Make a verbatim transcription of the records, without the pictures.

### Entries shown

***

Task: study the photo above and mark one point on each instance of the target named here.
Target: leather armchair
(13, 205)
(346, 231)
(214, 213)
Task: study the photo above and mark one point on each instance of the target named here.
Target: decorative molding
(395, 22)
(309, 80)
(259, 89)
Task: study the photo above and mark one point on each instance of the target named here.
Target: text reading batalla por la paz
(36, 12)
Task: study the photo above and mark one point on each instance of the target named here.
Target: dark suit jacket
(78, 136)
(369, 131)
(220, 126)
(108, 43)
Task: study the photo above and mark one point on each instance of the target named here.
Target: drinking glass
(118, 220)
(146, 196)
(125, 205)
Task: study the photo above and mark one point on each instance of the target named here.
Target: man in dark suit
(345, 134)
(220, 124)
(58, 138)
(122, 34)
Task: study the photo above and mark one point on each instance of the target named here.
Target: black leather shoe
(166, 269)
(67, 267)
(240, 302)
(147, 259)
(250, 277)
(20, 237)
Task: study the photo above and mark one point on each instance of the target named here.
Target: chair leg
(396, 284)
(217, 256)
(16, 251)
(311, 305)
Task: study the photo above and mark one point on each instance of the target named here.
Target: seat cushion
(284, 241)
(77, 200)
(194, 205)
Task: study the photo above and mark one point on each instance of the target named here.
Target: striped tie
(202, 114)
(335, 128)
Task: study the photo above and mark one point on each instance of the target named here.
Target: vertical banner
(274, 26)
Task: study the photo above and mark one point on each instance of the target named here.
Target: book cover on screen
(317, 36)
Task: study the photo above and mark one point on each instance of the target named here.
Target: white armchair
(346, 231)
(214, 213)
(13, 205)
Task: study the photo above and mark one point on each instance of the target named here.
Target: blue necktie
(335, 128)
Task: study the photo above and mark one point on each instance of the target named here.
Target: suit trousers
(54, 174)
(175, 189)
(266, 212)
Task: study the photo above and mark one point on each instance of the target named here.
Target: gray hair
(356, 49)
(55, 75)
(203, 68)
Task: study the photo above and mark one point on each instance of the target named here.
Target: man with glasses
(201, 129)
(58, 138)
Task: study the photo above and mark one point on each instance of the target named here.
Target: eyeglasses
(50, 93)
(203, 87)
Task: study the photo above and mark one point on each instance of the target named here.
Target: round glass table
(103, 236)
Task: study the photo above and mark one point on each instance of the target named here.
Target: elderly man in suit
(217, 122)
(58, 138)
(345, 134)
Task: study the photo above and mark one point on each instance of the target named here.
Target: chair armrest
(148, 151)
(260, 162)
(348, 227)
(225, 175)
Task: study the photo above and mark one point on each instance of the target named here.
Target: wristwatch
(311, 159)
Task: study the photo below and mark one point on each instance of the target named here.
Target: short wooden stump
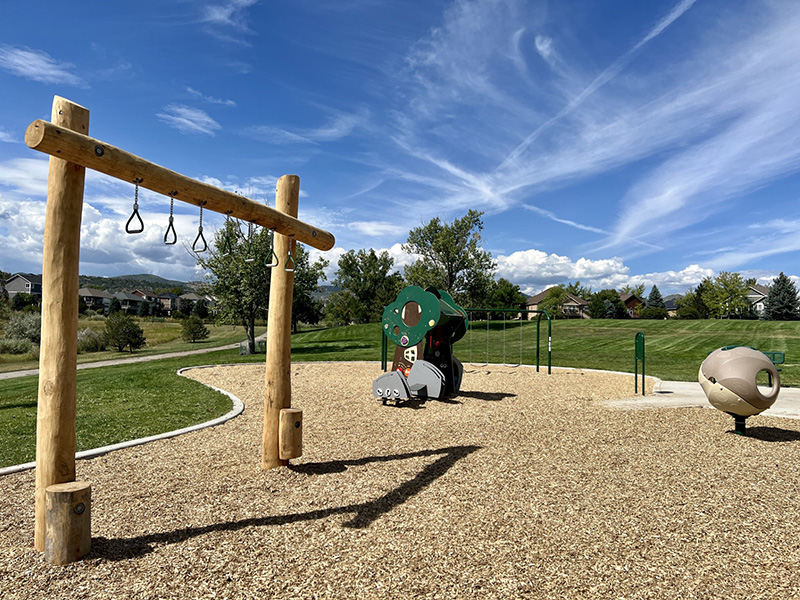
(68, 522)
(290, 433)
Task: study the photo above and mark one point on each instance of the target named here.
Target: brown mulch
(523, 486)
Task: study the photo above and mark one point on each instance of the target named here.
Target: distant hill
(132, 282)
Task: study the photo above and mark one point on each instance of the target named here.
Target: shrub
(90, 340)
(15, 346)
(193, 329)
(25, 326)
(122, 332)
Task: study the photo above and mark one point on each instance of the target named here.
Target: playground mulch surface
(524, 486)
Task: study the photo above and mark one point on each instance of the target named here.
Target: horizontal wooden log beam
(94, 154)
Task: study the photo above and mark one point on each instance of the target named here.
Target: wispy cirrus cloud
(188, 120)
(227, 20)
(38, 65)
(8, 138)
(337, 127)
(210, 99)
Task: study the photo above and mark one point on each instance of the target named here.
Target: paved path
(131, 359)
(680, 394)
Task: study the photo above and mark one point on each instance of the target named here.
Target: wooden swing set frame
(65, 138)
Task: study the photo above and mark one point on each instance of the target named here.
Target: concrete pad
(689, 394)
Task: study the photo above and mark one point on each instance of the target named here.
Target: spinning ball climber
(729, 379)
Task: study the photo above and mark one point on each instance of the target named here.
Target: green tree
(553, 302)
(451, 255)
(578, 290)
(692, 305)
(654, 299)
(505, 294)
(726, 297)
(238, 277)
(144, 309)
(24, 326)
(306, 308)
(341, 309)
(369, 279)
(781, 302)
(22, 300)
(606, 304)
(115, 306)
(122, 332)
(635, 290)
(200, 309)
(193, 329)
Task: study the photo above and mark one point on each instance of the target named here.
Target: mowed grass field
(130, 401)
(161, 337)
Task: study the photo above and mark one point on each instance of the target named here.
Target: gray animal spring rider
(424, 324)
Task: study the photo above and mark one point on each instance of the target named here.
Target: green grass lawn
(161, 338)
(131, 401)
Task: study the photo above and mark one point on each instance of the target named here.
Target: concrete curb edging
(238, 408)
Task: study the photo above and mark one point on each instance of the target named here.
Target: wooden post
(291, 433)
(278, 392)
(68, 535)
(55, 416)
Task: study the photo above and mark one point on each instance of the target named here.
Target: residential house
(97, 300)
(631, 302)
(27, 283)
(168, 302)
(573, 308)
(757, 296)
(129, 302)
(671, 304)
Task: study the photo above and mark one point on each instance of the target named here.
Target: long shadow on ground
(772, 434)
(364, 513)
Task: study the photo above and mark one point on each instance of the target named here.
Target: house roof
(94, 293)
(29, 277)
(127, 296)
(536, 299)
(628, 297)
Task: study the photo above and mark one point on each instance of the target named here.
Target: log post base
(68, 522)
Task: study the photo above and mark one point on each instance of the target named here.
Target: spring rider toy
(424, 324)
(728, 378)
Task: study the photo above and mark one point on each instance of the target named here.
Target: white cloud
(227, 14)
(188, 119)
(25, 176)
(378, 228)
(37, 65)
(534, 271)
(210, 99)
(337, 127)
(8, 138)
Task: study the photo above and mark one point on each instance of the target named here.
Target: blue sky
(614, 142)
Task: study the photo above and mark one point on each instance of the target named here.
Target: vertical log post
(278, 392)
(68, 535)
(291, 433)
(55, 416)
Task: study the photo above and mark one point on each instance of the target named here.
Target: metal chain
(128, 228)
(171, 226)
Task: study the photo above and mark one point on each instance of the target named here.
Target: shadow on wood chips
(365, 513)
(771, 434)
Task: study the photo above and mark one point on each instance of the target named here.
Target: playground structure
(424, 325)
(728, 377)
(475, 331)
(62, 513)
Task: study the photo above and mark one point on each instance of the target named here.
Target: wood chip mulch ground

***

### Written solution
Task: study the photo above and mark one point on each instance of the target named here.
Target: leather armchair
(13, 205)
(346, 231)
(214, 213)
Task: study the photo above and mark one point on each instance of the target named here.
Target: decorative molding
(395, 22)
(309, 80)
(259, 89)
Task: study the photo above and mark one point on each instance of the target named here.
Target: text reading batalla por la paz
(36, 12)
Task: study the photo above and mark one point on each instance of the target named here.
Target: dark suit jacket
(78, 136)
(369, 131)
(220, 126)
(108, 43)
Task: study the photo above and mark one point on each instance of the target named here.
Target: drinking glass
(118, 220)
(146, 196)
(125, 205)
Task: study the photo above and mark one point on each instance of the target named here.
Target: man in dark suit
(345, 134)
(220, 124)
(58, 138)
(122, 34)
Task: study the photo above and mark one point on each instance of the target named here.
Target: black leather shoe
(166, 269)
(67, 267)
(240, 302)
(147, 259)
(250, 277)
(20, 237)
Task: study the photo above and mark one point on each instance of the target named here.
Target: chair leg
(396, 284)
(217, 256)
(16, 251)
(311, 305)
Task: study the photo above and mark one point on each instance of the target named here.
Target: seat cushion
(284, 241)
(77, 200)
(194, 205)
Task: study the photo above and mark one point on each instance of the target named here.
Target: striped tie
(202, 114)
(335, 128)
Task: study the photo above and mark one point on each instance of the target named here.
Target: vertical banner
(274, 26)
Task: study the photo above and mark one point on each instance of the target named here.
Target: book cover on screen
(317, 36)
Task: study the photo above and mark one point on each instance of the target named here.
Target: white armchair
(346, 231)
(214, 213)
(13, 205)
Task: study the photo above and mark one point on each instance of the target named here.
Target: blue necktie
(335, 128)
Task: study the photo above and mark one point on each instance of the target named here.
Target: suit trousers
(54, 174)
(175, 189)
(266, 212)
Task: study the photo above and mark one point on each instance of the target named here.
Target: gray hair
(356, 49)
(55, 75)
(203, 68)
Task: study the photo above and mark one point on each instance of the target named here.
Target: man with glasses
(201, 129)
(58, 138)
Task: study the photo above and mark one point on each instance of the target named here.
Target: eyeglasses
(50, 93)
(203, 87)
Task: study the photo above and mark one point on each instance of the target named here.
Target: round glass table
(103, 236)
Task: study the photo above and mark one point on each instance of the target named here.
Target: elderly man in suit
(217, 122)
(58, 138)
(345, 134)
Task: study the photo above and mark one point on each instance of the target named here.
Target: chair armrest
(148, 151)
(260, 162)
(348, 227)
(225, 175)
Task: study the photo above and mark one point on each instance of the target named here.
Target: wristwatch
(311, 159)
Task: study the photo below and mark one point on each instance of the target named here.
Target: short wooden stump
(68, 522)
(290, 433)
Task: study the photo above and mark one point on each instance of the target named here.
Target: brown mulch
(523, 486)
Task: study the photo above and mark one point on each instance of the target named here.
Target: distant hill
(132, 282)
Task: study the photo above and mark one point on each instance of the target named here.
Target: shrub
(90, 340)
(15, 346)
(193, 329)
(25, 326)
(122, 332)
Task: study the photo above and mark one point on each instance of the target named here.
Target: playground mulch surface
(524, 486)
Task: study the photo above and mark one point on each instance of the target named here.
Target: horizontal wooden log beam
(94, 154)
Task: study the photo above and mark one point on each instance of the target named here.
Target: wispy cirrus cloud
(188, 120)
(227, 20)
(38, 65)
(8, 138)
(337, 127)
(210, 99)
Task: study the photo above and mark one point on each instance of the target named here.
Target: paved path
(131, 359)
(680, 394)
Task: study the photo above and mark one point on each instance of the target named here.
Target: wooden swing set frame
(65, 138)
Task: study the photo above and mark one point on each instance of the target named here.
Target: concrete pad
(689, 394)
Task: study the photo above and mark one point on each instance of the target named here.
Target: spinning ball climber
(729, 379)
Task: study the photo above and mark one point on each instance of the target named here.
Target: green tree
(553, 302)
(451, 255)
(578, 290)
(692, 305)
(654, 299)
(505, 294)
(726, 297)
(238, 277)
(144, 309)
(24, 326)
(306, 308)
(341, 309)
(369, 279)
(781, 302)
(22, 300)
(606, 304)
(115, 306)
(122, 332)
(635, 290)
(200, 309)
(193, 329)
Task: study the photo above and mark one point on each instance of the target named here.
Target: mowed grass field
(130, 401)
(161, 337)
Task: study the photo above and mark one point on each instance of the target named here.
Target: gray animal spring rider
(424, 324)
Task: study the photo above and mark one point on each instance of the target named here.
Target: green grass lawn
(161, 338)
(131, 401)
Task: study the photo above and mark one point on each instance of the target named here.
Target: concrete curb edging
(238, 408)
Task: study the photo above and mark one point on each instance of the target named here.
Target: wooden post
(291, 433)
(278, 392)
(68, 535)
(55, 416)
Task: study the photo above and mark one point on each instance of the target named here.
Target: residential house
(97, 300)
(631, 302)
(27, 283)
(168, 302)
(573, 308)
(757, 296)
(129, 302)
(671, 304)
Task: study the photo above and mark one point on each instance of the target named here.
Target: long shadow on ground
(772, 434)
(364, 513)
Task: study the photo above and mark one point on each instance of the target named here.
Target: house roof
(94, 293)
(29, 277)
(127, 296)
(536, 299)
(628, 297)
Task: study the photo above and mark one point on each instance of the target named here.
Target: log post base
(68, 522)
Task: study the photo above and mark one point on each instance of the target named here.
Target: spring rider toy
(424, 324)
(728, 378)
Task: study the photo above and mark one point on each instance of the target named here.
Target: white cloud
(227, 14)
(188, 119)
(25, 176)
(378, 228)
(37, 65)
(534, 271)
(210, 99)
(337, 127)
(8, 138)
Task: study the photo above and mark one point on each instance of the target named here.
Target: blue sky
(614, 142)
Task: study the photo above and mark one point on each instance of the target named here.
Target: vertical log post
(278, 392)
(68, 535)
(291, 433)
(55, 416)
Task: study the photo above and mark one point on each instance of the target named here.
Target: metal chain
(128, 228)
(171, 226)
Task: study the photo above and mark one point on each instance of the target named here.
Target: shadow on wood chips
(365, 513)
(771, 434)
Task: study the photo above and mark one point on each instance of the target named here.
Target: playground structure
(424, 325)
(728, 377)
(475, 331)
(62, 513)
Task: study the photo above and mark one point on each instance of the target named here.
Target: wood chip mulch ground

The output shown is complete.